▶ _Action item_: Output every line of the entries from the line containing "Target: paved street" through the last, exactly, with no other content.

▶ _Given records_:
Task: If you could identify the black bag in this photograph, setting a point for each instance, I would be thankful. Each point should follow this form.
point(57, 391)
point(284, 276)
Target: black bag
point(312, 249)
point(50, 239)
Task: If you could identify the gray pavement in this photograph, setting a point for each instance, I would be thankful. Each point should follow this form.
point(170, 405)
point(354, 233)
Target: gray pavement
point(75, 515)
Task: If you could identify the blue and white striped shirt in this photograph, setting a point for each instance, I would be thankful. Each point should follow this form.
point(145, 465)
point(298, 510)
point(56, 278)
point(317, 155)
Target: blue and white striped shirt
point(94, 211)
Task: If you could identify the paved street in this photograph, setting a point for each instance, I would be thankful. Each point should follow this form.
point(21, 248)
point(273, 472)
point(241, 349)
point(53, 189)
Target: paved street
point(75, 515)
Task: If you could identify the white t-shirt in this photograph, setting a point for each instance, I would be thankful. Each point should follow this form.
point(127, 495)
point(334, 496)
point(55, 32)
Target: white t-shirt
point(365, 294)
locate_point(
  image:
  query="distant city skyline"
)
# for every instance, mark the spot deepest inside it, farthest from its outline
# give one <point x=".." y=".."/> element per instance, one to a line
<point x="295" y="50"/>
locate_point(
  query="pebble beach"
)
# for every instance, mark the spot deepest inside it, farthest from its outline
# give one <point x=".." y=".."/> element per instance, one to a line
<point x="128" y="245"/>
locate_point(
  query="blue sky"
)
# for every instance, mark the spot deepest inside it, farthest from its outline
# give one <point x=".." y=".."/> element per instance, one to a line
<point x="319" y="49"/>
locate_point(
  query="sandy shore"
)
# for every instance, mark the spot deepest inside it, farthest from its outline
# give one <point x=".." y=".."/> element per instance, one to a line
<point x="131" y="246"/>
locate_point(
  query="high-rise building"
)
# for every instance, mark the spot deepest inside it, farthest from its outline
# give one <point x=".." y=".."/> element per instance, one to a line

▶ _Problem solution_:
Target: paved street
point(75, 515)
Task: If you could identify the white t-shirt in this photograph, setting a point for each instance, I would be thankful. Each point should follow this form.
point(127, 495)
point(334, 496)
point(55, 32)
Target: white t-shirt
point(365, 294)
locate_point(
  image:
  query="distant city skyline"
)
# for every instance, mark the spot deepest inside it, farthest from its outline
# give one <point x=".." y=".."/> element per instance, one to a line
<point x="295" y="50"/>
locate_point(
  query="pebble beach"
)
# for every instance, mark the spot deepest inside it, farthest from its outline
# give one <point x=".." y=".."/> element per instance, one to a line
<point x="128" y="245"/>
locate_point(
  query="blue sky"
)
# for every instance, mark the spot deepest inside it, farthest from its outline
# give one <point x=".." y=".."/> element per instance, one to a line
<point x="319" y="49"/>
locate_point(
  query="sandy shore"
)
# for every instance, mark the spot deepest inside it, farthest from its outline
# give one <point x=".." y=".."/> element per instance, one to a line
<point x="131" y="246"/>
locate_point(
  query="high-rise building"
)
# for every instance, mark the spot deepest inside it, farthest from its outline
# give one <point x=".." y=".."/> element per instance, one to a line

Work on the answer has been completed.